- **Exercise aim**:
Arrange every entry below as a Markdown table with the columns "Row" and "Entry". Number the rows in order and leave out blank lines.

*****

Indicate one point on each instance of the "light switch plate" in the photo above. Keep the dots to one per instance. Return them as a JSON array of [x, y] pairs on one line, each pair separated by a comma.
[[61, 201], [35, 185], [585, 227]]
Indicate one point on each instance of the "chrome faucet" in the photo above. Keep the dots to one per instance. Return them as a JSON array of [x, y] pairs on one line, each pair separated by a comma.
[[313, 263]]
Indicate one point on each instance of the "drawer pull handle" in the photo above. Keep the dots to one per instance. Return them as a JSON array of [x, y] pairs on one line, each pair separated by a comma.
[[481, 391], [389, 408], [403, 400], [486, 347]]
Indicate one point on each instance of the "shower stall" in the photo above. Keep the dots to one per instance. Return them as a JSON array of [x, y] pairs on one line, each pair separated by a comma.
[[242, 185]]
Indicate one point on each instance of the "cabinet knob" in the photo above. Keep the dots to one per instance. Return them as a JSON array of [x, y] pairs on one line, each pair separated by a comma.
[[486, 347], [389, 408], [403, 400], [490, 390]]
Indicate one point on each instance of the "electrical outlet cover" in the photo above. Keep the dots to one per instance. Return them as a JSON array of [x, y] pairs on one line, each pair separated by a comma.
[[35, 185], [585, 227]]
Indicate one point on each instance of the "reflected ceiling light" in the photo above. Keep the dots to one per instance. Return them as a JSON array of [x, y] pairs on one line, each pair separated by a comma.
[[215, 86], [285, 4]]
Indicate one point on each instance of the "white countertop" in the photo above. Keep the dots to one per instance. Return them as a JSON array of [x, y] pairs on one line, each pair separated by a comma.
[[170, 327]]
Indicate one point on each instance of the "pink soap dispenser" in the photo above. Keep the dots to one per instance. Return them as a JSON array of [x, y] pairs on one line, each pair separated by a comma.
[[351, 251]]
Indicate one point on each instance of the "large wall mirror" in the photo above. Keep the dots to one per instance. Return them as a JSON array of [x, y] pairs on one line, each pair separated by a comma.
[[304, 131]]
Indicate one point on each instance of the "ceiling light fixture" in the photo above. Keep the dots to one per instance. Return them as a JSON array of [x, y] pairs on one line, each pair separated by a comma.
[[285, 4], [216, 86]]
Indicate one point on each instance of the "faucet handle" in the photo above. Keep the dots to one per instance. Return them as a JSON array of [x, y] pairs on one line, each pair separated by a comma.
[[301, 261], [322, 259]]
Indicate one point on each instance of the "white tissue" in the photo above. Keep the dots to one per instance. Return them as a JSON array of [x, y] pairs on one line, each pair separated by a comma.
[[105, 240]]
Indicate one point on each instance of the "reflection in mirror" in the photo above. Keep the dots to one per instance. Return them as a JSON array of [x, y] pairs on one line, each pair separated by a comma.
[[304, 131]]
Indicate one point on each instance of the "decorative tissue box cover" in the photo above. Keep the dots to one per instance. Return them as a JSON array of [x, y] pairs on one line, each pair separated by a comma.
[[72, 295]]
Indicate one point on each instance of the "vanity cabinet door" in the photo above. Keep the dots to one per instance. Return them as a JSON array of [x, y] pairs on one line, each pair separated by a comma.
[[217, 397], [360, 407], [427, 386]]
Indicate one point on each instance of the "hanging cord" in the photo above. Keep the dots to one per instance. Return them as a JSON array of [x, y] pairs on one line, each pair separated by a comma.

*****

- **Final result**:
| Row | Entry |
|---|---|
| 1 | Indicate one point on each instance of the "light switch plate" in the photo above. Keep the dots to one per instance. Return them as a JSON array of [x, y] pairs on one line, each pair separated by a comma. |
| 2 | [[61, 201], [35, 185], [585, 227]] |
| 3 | Indicate one point on each instance of the "chrome faucet" in the photo above. Keep the dots to one per instance. Return them as a JSON array of [x, y] pairs on one line, each pair separated by a comma. |
| 4 | [[313, 263]] |
| 5 | Indicate one point on each instance of the "drawer pull handle" in the photo above. Keep the dots to one per instance. Return them as a JSON array of [x, y] pairs on one line, each pair separated by a comma. |
| 6 | [[481, 391], [389, 408], [403, 400], [486, 347]] |
| 7 | Indicate one point on each instance of the "shower stall" in the photo above. Keep the dots to one per instance. Return them as a JSON array of [x, y] pairs on one line, each pair separated by a comma. |
| 8 | [[242, 185]] |
| 9 | Indicate one point on each instance of the "cabinet knob" in the photo above. Keep the dots to one per instance. Return them as a JSON array of [x, y] pairs on one line, each pair separated by a comma. |
| 10 | [[486, 347], [389, 408], [403, 400], [490, 390]] |
| 11 | Indicate one point on each instance of the "electrical outlet cover" in the photo above. Keep the dots to one per instance. Return them as a JSON array of [x, y] pairs on one line, each pair separated by a comma. |
| 12 | [[35, 185], [585, 227]] |
| 13 | Indicate one point on each instance of the "reflected ceiling light" in the photo above. Keep the dots to one per instance. Return them as a JSON array of [x, y] pairs on one line, each pair separated by a comma. |
| 14 | [[215, 86], [285, 4]] |
| 15 | Indicate one point on each instance of the "white countertop" in the photo above. Keep the dots to one per instance. Return them as a JSON array of [x, y] pairs on one line, each pair separated by a comma. |
| 16 | [[170, 327]] |
| 17 | Indicate one point on each instance of the "pink soap dispenser" in the photo above. Keep the dots to one per instance. Return them as a JSON array of [x, y] pairs on one line, each pair separated by a comma. |
| 18 | [[351, 251]] |
| 19 | Indicate one point on each instance of the "large wall mirror" in the photo above. Keep the dots to one per instance. Return them as a JSON array of [x, y] pairs on one line, each pair separated by a comma. |
| 20 | [[304, 131]] |
| 21 | Indicate one point on each instance of the "ceiling light fixture" in the photo above. Keep the dots to one per instance. Return them as a JSON array of [x, y] pairs on one line, each pair separated by a comma. |
| 22 | [[285, 4], [216, 86]] |
| 23 | Indicate one point on each instance of the "faucet handle" in the photo above. Keep the dots to one per instance. Return them as a JSON array of [x, y] pairs on one line, each pair separated by a comma. |
| 24 | [[301, 261], [322, 259]] |
| 25 | Indicate one point on each instance of the "white tissue" in the photo above. Keep the dots to one per instance. Return them as a JSON array of [x, y] pairs on one line, each pair separated by a comma. |
| 26 | [[105, 240]] |
| 27 | Indicate one point on each instance of the "reflection in mirror" in the photo above. Keep the dots to one per instance. Return them as a JSON array of [x, y] pairs on one line, each pair separated by a comma. |
| 28 | [[304, 131]] |
| 29 | Indicate one point on each instance of the "decorative tissue box cover" in the photo above. Keep the dots to one per instance. Return them as a JSON array of [x, y] pairs on one line, each pair separated by a comma. |
| 30 | [[72, 295]] |
| 31 | Indicate one point on each instance of the "vanity cabinet door" in the photo above. Keep the dots to one per instance. Return them as a JSON array of [x, y] pairs on one line, each pair separated by a comma. |
| 32 | [[217, 397], [360, 407], [427, 386]] |
| 33 | Indicate one point on each instance of the "hanging cord" in the photo above. Keep the dots to one per instance. Return them as a JSON array of [x, y] pairs on one line, each pair separated by a comma. |